Position identification records
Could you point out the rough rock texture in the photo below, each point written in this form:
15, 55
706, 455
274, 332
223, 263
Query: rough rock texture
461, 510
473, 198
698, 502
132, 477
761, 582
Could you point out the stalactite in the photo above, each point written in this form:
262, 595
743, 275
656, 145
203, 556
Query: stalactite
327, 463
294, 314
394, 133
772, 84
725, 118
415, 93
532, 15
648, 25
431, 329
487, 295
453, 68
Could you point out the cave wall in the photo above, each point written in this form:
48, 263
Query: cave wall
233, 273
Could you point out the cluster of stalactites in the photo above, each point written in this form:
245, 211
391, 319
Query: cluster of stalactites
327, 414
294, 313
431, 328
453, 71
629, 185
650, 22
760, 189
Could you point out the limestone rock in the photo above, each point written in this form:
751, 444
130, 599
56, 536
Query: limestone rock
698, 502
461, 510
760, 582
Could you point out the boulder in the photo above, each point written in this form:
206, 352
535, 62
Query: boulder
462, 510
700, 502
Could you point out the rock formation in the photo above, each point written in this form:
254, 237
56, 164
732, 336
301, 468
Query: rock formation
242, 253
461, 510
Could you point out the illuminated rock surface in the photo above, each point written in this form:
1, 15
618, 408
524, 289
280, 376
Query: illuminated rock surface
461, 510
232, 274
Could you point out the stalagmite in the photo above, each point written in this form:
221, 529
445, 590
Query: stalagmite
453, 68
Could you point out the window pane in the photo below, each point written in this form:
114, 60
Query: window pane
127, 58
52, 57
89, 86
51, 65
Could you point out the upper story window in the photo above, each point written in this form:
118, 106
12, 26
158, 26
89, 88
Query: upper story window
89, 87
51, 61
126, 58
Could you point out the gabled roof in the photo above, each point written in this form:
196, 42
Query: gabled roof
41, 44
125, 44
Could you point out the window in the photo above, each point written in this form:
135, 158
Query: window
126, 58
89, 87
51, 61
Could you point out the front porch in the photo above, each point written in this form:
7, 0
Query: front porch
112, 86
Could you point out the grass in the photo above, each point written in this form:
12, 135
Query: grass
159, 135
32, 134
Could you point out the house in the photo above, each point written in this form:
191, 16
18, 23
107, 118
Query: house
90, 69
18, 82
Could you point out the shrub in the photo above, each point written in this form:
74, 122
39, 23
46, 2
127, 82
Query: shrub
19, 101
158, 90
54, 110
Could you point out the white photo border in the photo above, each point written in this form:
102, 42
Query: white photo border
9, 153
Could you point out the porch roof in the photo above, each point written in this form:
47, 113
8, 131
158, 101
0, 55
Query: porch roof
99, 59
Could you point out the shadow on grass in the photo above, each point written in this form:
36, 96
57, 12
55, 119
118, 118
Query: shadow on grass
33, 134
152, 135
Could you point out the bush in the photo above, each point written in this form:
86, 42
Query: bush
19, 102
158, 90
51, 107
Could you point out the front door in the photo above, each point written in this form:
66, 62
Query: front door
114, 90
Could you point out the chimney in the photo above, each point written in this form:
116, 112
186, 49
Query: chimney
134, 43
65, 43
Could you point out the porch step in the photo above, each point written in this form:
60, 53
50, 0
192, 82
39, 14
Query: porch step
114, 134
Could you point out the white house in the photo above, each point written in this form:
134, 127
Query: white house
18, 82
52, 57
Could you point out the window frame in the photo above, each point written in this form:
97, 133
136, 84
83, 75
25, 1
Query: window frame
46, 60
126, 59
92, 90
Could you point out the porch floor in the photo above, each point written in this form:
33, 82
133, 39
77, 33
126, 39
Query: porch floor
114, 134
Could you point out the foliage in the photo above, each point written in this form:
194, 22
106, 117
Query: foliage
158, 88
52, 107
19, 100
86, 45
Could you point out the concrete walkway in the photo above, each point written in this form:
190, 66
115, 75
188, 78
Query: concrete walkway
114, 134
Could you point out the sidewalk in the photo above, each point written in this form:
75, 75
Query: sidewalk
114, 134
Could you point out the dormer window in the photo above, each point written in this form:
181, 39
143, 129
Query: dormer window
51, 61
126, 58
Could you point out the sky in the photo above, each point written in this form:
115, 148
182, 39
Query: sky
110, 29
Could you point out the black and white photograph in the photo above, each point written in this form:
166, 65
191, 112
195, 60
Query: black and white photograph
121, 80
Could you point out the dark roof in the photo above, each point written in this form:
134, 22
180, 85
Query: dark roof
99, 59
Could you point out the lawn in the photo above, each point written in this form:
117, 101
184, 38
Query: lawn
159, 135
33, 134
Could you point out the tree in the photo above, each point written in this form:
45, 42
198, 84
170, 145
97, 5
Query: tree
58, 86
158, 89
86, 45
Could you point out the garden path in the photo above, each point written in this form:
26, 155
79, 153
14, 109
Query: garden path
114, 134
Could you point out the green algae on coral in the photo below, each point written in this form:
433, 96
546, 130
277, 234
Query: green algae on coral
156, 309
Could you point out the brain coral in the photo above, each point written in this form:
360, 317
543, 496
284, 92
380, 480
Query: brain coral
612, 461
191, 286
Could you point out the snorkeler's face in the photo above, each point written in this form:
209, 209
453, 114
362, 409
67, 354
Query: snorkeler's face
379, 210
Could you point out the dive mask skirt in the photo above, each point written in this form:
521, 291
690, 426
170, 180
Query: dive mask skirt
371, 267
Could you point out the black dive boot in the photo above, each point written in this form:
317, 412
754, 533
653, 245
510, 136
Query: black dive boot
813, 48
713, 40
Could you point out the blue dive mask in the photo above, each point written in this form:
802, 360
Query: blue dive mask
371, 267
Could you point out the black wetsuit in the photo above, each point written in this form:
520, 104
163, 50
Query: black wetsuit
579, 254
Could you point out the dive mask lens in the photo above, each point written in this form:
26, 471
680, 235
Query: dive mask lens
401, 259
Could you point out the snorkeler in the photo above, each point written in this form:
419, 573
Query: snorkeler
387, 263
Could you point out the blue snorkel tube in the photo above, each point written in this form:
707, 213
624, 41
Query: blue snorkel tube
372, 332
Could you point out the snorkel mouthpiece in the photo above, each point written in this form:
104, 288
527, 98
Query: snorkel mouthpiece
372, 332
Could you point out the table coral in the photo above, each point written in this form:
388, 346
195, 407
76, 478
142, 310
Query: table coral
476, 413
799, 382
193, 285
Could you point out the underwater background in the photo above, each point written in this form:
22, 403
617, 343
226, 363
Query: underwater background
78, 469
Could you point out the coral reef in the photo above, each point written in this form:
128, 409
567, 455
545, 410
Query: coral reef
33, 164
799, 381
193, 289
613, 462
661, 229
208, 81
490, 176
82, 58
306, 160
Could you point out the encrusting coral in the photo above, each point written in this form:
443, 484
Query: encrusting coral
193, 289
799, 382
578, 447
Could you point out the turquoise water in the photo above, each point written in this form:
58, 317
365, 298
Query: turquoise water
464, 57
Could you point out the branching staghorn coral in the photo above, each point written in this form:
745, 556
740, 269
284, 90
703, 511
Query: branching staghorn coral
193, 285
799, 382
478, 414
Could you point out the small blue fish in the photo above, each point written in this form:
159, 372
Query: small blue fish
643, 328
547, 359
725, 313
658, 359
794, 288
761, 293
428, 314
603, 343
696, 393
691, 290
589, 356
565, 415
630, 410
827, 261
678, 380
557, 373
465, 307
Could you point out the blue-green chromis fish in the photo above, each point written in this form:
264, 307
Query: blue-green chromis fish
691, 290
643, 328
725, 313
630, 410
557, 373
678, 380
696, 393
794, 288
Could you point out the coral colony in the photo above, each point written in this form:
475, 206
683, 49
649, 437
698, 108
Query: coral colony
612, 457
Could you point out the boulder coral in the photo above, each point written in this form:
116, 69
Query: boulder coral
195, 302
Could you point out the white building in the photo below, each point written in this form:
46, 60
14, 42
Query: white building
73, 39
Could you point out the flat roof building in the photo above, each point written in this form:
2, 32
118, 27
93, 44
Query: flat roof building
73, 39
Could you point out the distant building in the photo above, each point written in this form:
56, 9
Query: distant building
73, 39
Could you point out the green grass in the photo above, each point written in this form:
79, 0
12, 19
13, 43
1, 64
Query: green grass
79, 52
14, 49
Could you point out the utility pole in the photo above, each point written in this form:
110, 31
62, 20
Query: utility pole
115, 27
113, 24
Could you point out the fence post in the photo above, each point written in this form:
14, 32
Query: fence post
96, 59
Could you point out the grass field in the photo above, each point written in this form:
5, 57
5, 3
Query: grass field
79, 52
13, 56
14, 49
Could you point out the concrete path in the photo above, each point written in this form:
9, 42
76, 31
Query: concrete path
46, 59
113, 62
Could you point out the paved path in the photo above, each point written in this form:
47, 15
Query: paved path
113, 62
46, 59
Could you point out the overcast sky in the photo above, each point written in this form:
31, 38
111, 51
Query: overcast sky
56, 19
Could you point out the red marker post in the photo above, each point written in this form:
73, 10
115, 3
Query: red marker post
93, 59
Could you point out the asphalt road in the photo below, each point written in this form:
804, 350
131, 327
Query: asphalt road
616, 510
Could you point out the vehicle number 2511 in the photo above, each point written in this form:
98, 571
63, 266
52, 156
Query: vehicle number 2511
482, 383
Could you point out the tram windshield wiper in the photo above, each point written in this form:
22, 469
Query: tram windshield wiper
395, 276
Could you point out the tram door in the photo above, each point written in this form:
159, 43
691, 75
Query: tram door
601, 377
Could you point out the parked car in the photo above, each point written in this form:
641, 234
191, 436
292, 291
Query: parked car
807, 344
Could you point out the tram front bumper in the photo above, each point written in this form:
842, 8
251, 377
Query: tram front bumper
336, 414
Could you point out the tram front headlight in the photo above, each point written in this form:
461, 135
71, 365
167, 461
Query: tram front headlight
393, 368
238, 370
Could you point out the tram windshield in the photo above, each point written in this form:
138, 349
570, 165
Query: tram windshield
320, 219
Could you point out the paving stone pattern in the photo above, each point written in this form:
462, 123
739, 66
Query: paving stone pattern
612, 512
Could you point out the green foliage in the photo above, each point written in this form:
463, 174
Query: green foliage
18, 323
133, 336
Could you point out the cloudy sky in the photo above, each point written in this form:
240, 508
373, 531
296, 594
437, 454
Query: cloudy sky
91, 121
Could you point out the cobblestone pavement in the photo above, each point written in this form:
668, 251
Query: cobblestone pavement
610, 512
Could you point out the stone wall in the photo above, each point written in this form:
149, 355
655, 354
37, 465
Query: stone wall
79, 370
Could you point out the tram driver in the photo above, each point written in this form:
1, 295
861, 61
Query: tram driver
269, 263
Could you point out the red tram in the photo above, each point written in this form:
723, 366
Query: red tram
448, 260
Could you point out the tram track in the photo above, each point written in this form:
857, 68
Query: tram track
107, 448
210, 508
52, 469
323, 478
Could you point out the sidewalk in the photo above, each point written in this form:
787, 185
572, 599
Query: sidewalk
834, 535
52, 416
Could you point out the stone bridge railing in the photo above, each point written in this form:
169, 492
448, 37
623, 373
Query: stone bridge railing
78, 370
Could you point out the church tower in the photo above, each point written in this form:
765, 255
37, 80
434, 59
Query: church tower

*Required work*:
Copy the data verbatim, starting at the line containing "Could you point out the stone bridge" and continuing through the final line of the data.

*Exercise answer*:
Could you point out the stone bridge railing in the photo above, each point written in this form:
169, 492
448, 37
623, 373
Query: stone bridge railing
78, 370
Could you point out the church tower in the photo above, each point written in this form:
765, 255
37, 80
434, 59
Query: church tower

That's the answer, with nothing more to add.